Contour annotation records
(begin)
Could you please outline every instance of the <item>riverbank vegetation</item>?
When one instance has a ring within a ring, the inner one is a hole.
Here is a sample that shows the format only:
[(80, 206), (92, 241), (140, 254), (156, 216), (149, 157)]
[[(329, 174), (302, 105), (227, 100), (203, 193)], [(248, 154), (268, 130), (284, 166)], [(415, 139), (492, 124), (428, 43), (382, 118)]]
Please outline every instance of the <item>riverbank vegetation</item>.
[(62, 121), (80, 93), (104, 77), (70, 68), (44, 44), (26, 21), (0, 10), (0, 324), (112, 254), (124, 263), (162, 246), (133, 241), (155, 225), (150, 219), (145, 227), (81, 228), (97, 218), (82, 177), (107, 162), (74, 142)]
(end)
= Aim of the task =
Please reproduce all of the data above, requests included, multiplying every coordinate in the answers by 1.45 and rounding each result to a whole number, with halves rounded up. Keep the numbers in the requests and their format samples unchanged.

= Full response =
Could you please outline every instance of the <item>riverbank vegetation</item>?
When one instance has a ring within a ring, the inner one is a hole.
Here is a sample that shows the format only:
[(80, 206), (92, 241), (140, 254), (156, 216), (149, 157)]
[[(329, 174), (302, 105), (227, 100), (203, 193)], [(248, 154), (268, 130), (284, 166)], [(415, 139), (492, 124), (428, 43), (382, 118)]]
Please outline every instance of the <item>riverbank vegetation</item>.
[(90, 175), (116, 135), (151, 112), (102, 99), (64, 64), (38, 30), (0, 15), (0, 470), (162, 368), (180, 381), (235, 357), (193, 349), (225, 326), (218, 318), (210, 329), (117, 331), (141, 316), (119, 257), (155, 235), (107, 206)]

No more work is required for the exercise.